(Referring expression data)
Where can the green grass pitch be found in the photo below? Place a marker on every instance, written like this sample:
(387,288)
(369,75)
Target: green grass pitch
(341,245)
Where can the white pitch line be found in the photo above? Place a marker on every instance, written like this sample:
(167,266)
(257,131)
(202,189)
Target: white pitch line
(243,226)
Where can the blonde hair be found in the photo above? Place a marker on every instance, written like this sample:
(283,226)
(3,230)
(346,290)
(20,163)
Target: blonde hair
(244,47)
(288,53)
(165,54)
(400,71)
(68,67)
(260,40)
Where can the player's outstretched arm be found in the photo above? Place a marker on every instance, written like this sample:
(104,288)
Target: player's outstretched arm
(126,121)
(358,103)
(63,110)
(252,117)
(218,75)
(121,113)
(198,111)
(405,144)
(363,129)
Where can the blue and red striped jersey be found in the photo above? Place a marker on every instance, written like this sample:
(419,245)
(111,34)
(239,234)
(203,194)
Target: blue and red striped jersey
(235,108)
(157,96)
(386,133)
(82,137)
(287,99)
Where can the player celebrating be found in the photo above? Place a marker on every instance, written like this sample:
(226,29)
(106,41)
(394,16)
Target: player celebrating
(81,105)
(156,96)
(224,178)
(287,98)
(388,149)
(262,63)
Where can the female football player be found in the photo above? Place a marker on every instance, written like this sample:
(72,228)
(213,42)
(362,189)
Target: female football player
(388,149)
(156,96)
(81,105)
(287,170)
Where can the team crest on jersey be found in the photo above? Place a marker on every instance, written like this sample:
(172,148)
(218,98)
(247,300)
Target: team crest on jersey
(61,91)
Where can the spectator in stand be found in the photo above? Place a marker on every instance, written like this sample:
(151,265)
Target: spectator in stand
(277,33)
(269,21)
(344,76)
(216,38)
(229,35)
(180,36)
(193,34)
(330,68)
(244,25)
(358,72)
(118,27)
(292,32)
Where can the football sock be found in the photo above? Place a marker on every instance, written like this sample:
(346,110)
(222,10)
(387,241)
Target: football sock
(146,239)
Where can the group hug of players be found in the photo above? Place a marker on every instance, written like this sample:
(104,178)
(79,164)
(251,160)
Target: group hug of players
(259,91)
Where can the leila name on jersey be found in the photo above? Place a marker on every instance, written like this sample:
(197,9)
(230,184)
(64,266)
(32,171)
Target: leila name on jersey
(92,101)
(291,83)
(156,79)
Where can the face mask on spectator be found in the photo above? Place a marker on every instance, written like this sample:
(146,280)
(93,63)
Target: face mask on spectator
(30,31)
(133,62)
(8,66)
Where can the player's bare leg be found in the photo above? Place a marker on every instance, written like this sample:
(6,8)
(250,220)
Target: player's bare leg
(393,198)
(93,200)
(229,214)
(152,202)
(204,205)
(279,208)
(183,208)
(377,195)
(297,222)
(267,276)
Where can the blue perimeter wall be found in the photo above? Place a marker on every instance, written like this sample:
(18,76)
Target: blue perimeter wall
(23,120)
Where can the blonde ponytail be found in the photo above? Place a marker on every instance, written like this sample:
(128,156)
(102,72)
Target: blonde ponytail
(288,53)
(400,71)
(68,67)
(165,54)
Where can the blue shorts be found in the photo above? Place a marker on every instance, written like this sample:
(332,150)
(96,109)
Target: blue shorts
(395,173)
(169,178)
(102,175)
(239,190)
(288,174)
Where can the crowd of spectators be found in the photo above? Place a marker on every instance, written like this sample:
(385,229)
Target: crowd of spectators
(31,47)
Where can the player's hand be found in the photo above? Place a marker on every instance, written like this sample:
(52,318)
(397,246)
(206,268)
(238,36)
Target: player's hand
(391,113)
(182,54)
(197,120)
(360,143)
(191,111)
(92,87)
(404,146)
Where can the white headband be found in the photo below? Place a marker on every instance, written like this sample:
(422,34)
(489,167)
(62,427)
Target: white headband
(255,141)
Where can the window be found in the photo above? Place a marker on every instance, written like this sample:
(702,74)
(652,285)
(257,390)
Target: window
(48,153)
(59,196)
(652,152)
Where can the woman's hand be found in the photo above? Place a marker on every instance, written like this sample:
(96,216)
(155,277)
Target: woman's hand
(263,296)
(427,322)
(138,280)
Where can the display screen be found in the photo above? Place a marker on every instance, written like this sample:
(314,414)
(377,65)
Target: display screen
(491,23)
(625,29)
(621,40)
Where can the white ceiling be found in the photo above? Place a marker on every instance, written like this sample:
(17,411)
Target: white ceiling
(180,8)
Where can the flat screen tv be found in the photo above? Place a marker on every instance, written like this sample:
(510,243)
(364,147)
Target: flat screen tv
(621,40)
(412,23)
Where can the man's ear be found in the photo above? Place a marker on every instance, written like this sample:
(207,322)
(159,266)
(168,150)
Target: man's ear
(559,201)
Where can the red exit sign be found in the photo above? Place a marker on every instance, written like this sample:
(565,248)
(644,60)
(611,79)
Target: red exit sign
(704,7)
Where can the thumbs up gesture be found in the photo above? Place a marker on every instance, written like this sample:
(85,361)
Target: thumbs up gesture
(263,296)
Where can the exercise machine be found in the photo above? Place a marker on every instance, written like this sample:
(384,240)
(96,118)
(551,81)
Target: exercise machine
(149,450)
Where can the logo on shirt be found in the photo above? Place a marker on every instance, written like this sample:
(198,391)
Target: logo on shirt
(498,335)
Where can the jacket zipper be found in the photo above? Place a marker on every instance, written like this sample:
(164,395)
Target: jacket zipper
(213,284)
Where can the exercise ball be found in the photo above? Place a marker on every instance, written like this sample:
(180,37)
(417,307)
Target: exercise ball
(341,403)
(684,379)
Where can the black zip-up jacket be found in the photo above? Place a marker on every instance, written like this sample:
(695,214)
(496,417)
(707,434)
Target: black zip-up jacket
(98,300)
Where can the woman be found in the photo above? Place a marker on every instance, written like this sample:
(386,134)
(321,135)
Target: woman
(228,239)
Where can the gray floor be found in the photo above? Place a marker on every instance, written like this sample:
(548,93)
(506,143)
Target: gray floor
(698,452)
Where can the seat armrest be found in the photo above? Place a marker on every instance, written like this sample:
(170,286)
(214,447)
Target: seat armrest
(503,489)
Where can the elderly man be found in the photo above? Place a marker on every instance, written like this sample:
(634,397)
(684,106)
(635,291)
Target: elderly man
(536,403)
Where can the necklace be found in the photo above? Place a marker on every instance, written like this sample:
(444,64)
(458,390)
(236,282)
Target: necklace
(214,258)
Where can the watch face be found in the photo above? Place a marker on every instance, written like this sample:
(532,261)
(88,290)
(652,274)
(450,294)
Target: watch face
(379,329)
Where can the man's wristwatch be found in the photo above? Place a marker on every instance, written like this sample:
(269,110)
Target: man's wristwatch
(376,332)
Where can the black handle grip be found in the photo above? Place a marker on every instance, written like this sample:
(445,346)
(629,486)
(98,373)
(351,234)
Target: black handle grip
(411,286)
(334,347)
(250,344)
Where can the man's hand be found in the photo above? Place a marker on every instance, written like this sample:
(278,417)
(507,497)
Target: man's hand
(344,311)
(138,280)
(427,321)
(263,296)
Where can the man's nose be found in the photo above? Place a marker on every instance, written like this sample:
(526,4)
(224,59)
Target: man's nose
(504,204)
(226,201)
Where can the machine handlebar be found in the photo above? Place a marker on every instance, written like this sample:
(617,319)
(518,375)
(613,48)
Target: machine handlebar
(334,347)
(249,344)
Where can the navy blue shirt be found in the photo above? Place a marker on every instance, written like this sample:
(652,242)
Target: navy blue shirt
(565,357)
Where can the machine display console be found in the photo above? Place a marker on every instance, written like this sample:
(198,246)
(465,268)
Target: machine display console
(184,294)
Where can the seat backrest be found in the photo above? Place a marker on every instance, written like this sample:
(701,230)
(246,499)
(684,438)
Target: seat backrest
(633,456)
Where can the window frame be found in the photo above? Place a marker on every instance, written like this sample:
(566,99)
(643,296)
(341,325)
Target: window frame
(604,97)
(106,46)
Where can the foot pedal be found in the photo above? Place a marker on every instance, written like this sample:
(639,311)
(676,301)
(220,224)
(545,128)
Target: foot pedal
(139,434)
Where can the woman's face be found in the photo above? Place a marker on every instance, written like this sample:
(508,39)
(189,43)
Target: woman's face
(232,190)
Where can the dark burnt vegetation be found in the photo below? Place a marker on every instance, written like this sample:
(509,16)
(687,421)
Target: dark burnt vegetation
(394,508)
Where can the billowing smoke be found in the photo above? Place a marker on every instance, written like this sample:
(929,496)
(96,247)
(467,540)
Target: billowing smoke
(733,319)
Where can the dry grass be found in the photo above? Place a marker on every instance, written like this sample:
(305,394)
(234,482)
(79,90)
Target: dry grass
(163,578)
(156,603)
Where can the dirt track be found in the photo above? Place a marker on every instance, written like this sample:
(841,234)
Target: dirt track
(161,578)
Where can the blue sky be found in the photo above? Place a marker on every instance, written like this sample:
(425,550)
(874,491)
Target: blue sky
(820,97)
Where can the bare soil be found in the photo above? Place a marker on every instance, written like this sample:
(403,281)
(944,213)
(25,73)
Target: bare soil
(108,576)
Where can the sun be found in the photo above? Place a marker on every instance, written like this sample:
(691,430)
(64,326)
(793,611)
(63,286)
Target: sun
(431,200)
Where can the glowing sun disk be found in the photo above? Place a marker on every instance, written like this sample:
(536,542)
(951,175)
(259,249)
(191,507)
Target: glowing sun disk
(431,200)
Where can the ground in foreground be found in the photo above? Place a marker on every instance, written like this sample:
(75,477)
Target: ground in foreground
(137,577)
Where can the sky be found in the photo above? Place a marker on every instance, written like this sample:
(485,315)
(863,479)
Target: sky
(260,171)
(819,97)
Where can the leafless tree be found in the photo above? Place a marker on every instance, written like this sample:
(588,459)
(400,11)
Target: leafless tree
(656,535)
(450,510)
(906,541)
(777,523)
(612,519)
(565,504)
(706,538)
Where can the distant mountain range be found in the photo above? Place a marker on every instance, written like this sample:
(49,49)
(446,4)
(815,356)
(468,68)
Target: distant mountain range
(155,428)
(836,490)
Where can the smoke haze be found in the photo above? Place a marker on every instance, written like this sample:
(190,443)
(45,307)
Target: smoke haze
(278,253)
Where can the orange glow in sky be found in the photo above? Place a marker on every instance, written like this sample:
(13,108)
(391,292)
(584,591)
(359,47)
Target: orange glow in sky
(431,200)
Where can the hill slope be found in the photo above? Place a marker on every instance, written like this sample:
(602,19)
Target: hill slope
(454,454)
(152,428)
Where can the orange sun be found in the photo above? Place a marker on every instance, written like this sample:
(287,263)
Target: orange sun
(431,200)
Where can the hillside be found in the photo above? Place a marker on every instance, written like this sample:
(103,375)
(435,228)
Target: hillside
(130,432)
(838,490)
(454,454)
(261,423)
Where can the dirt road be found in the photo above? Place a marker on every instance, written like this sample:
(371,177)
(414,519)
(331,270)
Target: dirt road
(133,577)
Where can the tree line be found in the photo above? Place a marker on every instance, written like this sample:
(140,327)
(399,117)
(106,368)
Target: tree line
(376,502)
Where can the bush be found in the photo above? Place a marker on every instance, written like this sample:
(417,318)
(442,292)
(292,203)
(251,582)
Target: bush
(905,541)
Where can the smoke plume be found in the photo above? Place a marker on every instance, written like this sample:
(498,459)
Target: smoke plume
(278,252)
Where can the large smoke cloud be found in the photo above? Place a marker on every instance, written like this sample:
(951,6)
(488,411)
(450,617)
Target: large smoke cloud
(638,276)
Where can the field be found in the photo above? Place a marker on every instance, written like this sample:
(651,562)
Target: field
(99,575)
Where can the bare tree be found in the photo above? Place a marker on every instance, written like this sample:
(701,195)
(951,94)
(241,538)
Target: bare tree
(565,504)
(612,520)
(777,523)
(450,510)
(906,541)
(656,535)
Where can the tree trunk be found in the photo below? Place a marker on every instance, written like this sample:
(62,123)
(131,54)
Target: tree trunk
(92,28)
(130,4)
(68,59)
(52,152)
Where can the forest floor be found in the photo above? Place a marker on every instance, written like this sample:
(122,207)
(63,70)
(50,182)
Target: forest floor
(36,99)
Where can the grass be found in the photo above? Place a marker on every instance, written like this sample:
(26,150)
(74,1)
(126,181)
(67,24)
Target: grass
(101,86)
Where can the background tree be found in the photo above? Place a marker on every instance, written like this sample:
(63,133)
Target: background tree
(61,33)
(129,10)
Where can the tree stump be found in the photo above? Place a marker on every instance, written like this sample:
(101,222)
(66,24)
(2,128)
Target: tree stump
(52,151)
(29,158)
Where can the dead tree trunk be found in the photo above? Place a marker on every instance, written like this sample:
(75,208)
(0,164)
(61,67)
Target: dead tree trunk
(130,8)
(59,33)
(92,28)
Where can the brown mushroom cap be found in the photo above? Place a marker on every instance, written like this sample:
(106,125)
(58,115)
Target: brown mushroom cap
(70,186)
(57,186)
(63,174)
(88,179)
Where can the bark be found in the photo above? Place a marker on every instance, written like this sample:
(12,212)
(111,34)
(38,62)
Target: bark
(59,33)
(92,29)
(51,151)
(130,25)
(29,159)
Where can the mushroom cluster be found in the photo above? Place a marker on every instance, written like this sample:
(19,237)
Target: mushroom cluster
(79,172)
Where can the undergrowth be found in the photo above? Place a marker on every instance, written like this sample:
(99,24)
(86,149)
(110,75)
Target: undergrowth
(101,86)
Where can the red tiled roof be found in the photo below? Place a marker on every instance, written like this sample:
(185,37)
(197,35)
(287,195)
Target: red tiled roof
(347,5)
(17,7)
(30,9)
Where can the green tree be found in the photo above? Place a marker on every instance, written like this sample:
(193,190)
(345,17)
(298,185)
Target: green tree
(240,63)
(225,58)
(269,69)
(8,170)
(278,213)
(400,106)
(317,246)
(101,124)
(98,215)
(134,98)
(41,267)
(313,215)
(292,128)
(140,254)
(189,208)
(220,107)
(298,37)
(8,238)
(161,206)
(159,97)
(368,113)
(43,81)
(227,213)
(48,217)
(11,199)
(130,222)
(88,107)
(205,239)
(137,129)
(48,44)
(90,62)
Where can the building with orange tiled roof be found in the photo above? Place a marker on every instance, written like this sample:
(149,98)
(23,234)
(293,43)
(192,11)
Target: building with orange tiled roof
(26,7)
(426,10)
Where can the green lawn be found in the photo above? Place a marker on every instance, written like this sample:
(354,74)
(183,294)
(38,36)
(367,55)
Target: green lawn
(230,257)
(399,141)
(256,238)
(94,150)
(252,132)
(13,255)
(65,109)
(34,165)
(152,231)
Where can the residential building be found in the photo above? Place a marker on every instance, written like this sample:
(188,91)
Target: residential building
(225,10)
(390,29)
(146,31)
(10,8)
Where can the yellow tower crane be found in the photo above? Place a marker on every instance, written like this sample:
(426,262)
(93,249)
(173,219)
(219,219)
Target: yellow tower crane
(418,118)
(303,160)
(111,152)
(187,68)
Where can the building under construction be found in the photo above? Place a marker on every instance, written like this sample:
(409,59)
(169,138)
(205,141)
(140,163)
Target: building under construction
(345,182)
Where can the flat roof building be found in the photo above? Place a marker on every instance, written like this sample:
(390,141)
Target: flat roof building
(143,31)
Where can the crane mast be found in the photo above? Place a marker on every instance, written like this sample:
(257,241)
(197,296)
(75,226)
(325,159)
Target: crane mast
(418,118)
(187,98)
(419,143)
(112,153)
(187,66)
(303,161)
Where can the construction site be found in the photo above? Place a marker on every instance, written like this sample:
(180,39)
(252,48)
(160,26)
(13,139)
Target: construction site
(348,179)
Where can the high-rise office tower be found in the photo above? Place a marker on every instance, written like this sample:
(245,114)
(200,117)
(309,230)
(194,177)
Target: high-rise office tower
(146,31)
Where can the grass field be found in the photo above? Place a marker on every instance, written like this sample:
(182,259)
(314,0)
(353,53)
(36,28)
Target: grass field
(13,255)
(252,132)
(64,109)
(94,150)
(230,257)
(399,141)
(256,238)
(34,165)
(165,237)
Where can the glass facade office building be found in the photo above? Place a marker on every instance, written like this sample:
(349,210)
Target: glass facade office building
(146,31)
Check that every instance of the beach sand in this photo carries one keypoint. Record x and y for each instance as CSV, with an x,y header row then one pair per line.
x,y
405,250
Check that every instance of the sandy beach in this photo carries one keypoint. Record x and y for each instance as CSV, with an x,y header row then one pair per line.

### The problem
The string "below" marks the lines to copy; report each of them from the data above.

### Response
Where can the green grass pitch be found in the photo below? Place a marker on every instance, written like this sample:
Where can the white headband be found in the photo below? Place a marker on every instance, written like this sample:
Where can the dark burnt vegetation be found in the photo below? Place a marker on every instance, written like this sample:
Where can the tree trunk be found in the photo below? Place a marker on every instance, written like this sample:
Where can the red tiled roof be found in the photo below? Place a marker on every instance, written like this sample:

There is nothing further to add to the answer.